start

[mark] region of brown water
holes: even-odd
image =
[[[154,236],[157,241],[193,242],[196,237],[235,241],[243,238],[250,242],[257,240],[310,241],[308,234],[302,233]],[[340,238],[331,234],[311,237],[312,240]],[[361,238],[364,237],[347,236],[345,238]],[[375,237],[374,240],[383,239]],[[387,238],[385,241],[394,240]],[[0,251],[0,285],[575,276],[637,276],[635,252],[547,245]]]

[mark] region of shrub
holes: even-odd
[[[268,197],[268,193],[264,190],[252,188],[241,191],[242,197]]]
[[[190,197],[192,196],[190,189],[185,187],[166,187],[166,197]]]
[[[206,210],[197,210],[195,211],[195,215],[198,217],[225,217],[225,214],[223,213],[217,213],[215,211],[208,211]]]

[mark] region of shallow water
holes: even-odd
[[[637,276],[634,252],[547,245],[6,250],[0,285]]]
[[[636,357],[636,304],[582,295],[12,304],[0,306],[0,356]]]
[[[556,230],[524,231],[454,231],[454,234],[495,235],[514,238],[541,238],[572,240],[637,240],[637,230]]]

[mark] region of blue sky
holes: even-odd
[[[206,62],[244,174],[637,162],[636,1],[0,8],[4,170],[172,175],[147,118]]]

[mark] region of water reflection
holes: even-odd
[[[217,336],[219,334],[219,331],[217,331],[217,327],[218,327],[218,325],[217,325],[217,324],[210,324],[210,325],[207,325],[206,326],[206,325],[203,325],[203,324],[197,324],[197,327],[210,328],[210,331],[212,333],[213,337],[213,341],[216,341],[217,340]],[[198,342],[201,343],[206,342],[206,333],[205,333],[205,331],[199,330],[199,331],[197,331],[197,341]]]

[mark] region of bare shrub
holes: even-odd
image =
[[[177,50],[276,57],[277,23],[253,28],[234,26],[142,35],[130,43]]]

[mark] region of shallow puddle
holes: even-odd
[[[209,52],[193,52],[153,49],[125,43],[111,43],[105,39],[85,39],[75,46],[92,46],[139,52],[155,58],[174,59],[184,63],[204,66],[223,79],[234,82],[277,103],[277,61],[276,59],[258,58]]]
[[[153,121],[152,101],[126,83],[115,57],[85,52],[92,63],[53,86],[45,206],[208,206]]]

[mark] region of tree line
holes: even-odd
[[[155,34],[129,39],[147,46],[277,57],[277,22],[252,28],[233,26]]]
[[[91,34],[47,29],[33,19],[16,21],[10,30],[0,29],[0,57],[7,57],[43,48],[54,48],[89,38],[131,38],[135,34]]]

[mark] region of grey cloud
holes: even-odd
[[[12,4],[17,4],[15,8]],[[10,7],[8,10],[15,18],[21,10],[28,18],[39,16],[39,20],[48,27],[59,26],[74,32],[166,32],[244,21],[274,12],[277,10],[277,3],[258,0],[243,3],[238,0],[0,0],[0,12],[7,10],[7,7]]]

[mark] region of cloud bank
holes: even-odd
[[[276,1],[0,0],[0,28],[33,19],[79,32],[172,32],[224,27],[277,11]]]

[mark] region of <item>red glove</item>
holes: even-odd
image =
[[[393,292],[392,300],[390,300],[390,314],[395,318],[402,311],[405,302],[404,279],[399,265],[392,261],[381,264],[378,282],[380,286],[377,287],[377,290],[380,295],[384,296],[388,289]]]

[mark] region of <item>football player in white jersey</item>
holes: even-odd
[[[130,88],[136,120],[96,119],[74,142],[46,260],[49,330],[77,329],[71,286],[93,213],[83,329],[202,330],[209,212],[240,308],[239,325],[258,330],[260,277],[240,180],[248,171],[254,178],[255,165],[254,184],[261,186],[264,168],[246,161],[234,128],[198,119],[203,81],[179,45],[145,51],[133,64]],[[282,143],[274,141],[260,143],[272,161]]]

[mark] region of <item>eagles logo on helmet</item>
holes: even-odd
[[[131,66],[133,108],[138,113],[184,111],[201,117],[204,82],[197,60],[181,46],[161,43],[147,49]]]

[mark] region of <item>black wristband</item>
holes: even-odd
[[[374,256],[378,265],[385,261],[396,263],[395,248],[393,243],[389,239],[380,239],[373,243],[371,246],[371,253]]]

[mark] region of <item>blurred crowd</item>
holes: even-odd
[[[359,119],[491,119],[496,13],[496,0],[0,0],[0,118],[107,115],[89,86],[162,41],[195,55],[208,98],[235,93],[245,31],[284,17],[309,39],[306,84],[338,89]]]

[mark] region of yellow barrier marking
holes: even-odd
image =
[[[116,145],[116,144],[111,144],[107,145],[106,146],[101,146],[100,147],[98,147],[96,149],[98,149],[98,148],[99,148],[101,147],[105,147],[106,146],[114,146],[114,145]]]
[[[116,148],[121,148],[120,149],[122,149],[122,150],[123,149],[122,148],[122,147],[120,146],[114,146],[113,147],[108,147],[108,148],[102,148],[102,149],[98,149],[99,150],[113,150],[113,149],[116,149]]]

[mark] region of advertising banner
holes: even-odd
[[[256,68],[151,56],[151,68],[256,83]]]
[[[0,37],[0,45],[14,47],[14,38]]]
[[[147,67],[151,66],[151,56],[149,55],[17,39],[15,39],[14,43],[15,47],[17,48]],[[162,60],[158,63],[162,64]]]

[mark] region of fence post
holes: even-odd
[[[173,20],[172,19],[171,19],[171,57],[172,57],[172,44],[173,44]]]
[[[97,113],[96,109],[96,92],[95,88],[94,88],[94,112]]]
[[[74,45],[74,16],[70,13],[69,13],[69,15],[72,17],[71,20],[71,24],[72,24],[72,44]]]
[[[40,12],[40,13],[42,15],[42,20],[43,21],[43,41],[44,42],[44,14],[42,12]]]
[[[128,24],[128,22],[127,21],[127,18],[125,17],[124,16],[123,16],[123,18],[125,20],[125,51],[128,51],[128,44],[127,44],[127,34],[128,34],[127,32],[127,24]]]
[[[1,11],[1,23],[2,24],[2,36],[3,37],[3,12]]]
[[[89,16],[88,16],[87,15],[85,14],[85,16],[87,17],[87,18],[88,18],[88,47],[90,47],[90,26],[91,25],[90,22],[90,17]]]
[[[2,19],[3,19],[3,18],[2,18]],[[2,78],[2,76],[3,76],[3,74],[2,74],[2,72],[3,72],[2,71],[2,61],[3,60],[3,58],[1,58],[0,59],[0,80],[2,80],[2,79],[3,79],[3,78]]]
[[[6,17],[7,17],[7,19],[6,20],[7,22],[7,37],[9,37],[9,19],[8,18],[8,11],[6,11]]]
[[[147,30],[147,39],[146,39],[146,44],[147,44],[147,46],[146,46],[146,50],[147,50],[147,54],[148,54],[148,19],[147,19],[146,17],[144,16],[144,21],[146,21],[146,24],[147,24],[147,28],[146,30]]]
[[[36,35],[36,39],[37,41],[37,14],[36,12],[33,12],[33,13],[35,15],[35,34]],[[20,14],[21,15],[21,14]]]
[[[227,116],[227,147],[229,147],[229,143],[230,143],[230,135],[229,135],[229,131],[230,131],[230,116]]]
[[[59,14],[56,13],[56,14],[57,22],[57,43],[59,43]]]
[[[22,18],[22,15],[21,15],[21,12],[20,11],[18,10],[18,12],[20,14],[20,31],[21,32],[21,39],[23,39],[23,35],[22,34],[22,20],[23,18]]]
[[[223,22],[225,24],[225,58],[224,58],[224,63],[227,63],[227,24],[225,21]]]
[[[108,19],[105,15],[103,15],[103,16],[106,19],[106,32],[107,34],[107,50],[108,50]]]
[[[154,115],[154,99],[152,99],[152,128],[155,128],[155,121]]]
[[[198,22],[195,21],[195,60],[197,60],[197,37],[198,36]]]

end

Problem requirements: Word for word, write out the data.

Written reply:
[mark] region of brown water
holes: even-odd
image =
[[[154,236],[157,241],[193,242],[196,237],[235,241],[243,238],[250,242],[257,240],[310,241],[308,234],[302,233]],[[340,238],[331,234],[311,237],[312,240]],[[361,238],[364,237],[347,236],[345,238]],[[375,237],[374,240],[383,239]],[[387,238],[385,241],[394,240]],[[0,251],[0,285],[575,276],[637,276],[635,252],[547,245]]]

[mark] region of shrub
holes: even-odd
[[[268,197],[268,193],[264,190],[252,188],[241,191],[242,197]]]
[[[190,197],[192,196],[190,189],[185,187],[166,187],[166,197]]]
[[[206,210],[197,210],[195,211],[195,215],[198,217],[225,217],[225,214],[223,213],[217,213],[215,211],[208,211]]]

[mark] region of shallow water
holes: even-odd
[[[637,276],[634,252],[547,245],[6,250],[0,285]]]
[[[636,357],[636,304],[582,295],[12,304],[0,306],[0,356]]]
[[[556,230],[524,231],[454,231],[454,234],[495,235],[514,238],[541,238],[572,240],[637,240],[637,230]]]

[mark] region of blue sky
holes: even-odd
[[[206,62],[244,174],[637,162],[636,1],[0,8],[4,170],[172,175],[147,118]]]

[mark] region of water reflection
holes: even-odd
[[[217,336],[219,334],[219,331],[217,331],[217,327],[218,327],[218,325],[217,325],[217,324],[210,324],[210,325],[207,325],[206,326],[206,325],[203,325],[203,324],[197,324],[197,327],[210,328],[210,331],[212,333],[213,337],[213,341],[216,341],[217,340]],[[198,342],[201,343],[206,342],[206,333],[205,333],[205,331],[199,330],[199,331],[197,331],[197,341]]]

[mark] region of bare shrub
holes: even-odd
image =
[[[177,50],[276,57],[277,23],[253,28],[234,26],[142,35],[130,43]]]

[mark] region of shallow puddle
holes: even-odd
[[[209,52],[193,52],[153,49],[125,43],[111,43],[105,39],[85,39],[75,46],[92,46],[139,52],[155,58],[174,59],[184,63],[204,66],[223,79],[234,82],[277,103],[277,61],[276,59],[258,58]]]
[[[153,121],[152,101],[126,83],[115,57],[85,52],[92,63],[53,86],[45,206],[208,206]]]

[mark] region of tree line
holes: even-odd
[[[155,34],[129,39],[147,46],[277,57],[277,22],[252,28],[233,26]]]
[[[91,34],[47,29],[33,19],[16,21],[10,30],[0,29],[0,57],[7,57],[43,48],[54,48],[89,38],[131,38],[135,34]]]

[mark] region of grey cloud
holes: even-odd
[[[12,4],[17,4],[15,8]],[[10,7],[8,10],[15,18],[21,10],[28,18],[39,16],[39,20],[48,27],[59,26],[74,32],[166,32],[244,21],[274,12],[277,10],[277,3],[258,0],[243,3],[238,0],[0,0],[0,12],[7,10],[7,7]]]

[mark] region of cloud bank
holes: even-odd
[[[276,1],[0,0],[0,28],[33,19],[79,32],[172,32],[224,27],[277,11]]]

[mark] region of <item>red glove</item>
holes: even-odd
image =
[[[393,292],[392,300],[390,300],[390,314],[395,318],[402,311],[405,302],[404,279],[399,265],[392,261],[381,264],[378,282],[380,286],[377,287],[377,290],[380,295],[384,296],[388,289]]]

[mark] region of <item>football player in white jersey</item>
holes: even-odd
[[[130,88],[136,120],[96,119],[74,142],[46,260],[49,330],[77,329],[71,286],[93,213],[83,329],[202,330],[209,212],[240,308],[239,325],[258,330],[260,277],[240,180],[248,171],[254,178],[255,165],[254,184],[261,186],[264,168],[246,161],[234,128],[198,119],[203,81],[179,45],[145,51],[133,64]],[[282,143],[274,141],[260,143],[272,161]]]

[mark] region of <item>eagles logo on helmet</item>
holes: even-odd
[[[131,66],[133,108],[138,113],[184,111],[201,117],[204,82],[197,60],[181,46],[161,43],[147,49]]]

[mark] region of <item>black wristband</item>
holes: even-odd
[[[374,256],[378,265],[385,261],[396,263],[395,248],[393,243],[389,239],[380,239],[373,243],[371,246],[371,253]]]

[mark] region of <item>blurred crowd</item>
holes: even-odd
[[[359,119],[491,119],[496,13],[496,0],[0,0],[0,118],[107,115],[89,86],[162,41],[195,55],[208,98],[235,93],[245,31],[284,17],[309,39],[306,84],[338,89]]]

[mark] region of yellow barrier marking
holes: even-odd
image =
[[[116,145],[116,144],[111,144],[107,145],[106,146],[101,146],[100,147],[98,147],[96,149],[98,149],[98,148],[99,148],[101,147],[105,147],[106,146],[114,146],[114,145]]]
[[[116,148],[121,148],[120,149],[122,149],[122,150],[123,149],[122,148],[122,147],[120,146],[114,146],[113,147],[108,147],[108,148],[102,148],[102,149],[98,149],[99,150],[113,150],[113,149],[116,149]]]

[mark] region of advertising banner
holes: even-odd
[[[256,68],[151,56],[151,68],[256,83]]]
[[[0,37],[0,45],[14,47],[14,38]]]
[[[147,67],[151,66],[151,56],[149,55],[17,39],[15,39],[14,43],[15,47],[17,48]],[[162,60],[158,63],[162,64]]]

[mark] region of fence post
holes: even-odd
[[[173,20],[172,19],[171,19],[171,57],[172,57],[172,44],[173,44]]]
[[[97,113],[96,109],[96,92],[95,88],[94,88],[94,112]]]
[[[74,45],[74,16],[70,13],[69,13],[69,15],[72,17],[71,20],[71,24],[72,24],[72,44]]]
[[[40,12],[40,13],[42,15],[42,20],[43,21],[43,41],[44,42],[44,14],[42,12]]]
[[[128,24],[128,22],[127,21],[127,18],[125,17],[124,16],[123,16],[123,18],[125,20],[125,51],[128,51],[128,44],[127,44],[127,34],[128,34],[127,32],[127,24]]]
[[[1,11],[1,23],[2,24],[2,36],[3,37],[3,12]]]
[[[89,16],[88,16],[87,15],[85,14],[85,16],[87,17],[87,18],[88,18],[88,47],[90,47],[90,26],[91,25],[90,22],[90,17]]]
[[[2,19],[3,19],[3,18],[2,18]],[[2,78],[2,76],[3,76],[3,74],[2,74],[2,72],[3,72],[2,71],[2,61],[3,60],[3,58],[1,58],[0,59],[0,80],[2,80],[2,79],[3,79],[3,78]]]
[[[6,17],[7,17],[7,19],[6,20],[7,22],[7,37],[9,37],[9,19],[8,18],[8,11],[6,11]]]
[[[147,30],[147,39],[146,39],[146,44],[147,44],[147,46],[146,46],[146,50],[147,50],[147,54],[148,54],[148,19],[147,19],[146,17],[144,16],[144,21],[146,21],[146,24],[147,24],[147,28],[146,30]]]
[[[36,35],[36,39],[37,41],[37,14],[36,12],[33,12],[33,13],[35,15],[35,34]],[[20,14],[21,15],[21,14]]]
[[[227,116],[227,147],[229,147],[229,143],[230,143],[230,135],[229,135],[229,131],[230,131],[230,116]]]
[[[59,14],[56,13],[56,14],[57,22],[57,43],[59,43]]]
[[[22,18],[22,15],[21,15],[21,12],[20,11],[18,10],[18,12],[20,14],[20,31],[21,32],[21,39],[23,39],[23,35],[22,34],[22,20],[23,18]]]
[[[223,22],[225,24],[225,58],[224,58],[224,63],[227,63],[227,24],[225,21]]]
[[[108,19],[105,15],[103,15],[103,16],[106,19],[106,32],[107,34],[107,50],[108,50]]]
[[[154,115],[154,99],[152,99],[152,128],[155,128],[155,121]]]
[[[198,22],[195,21],[195,60],[197,60],[197,37],[198,36]]]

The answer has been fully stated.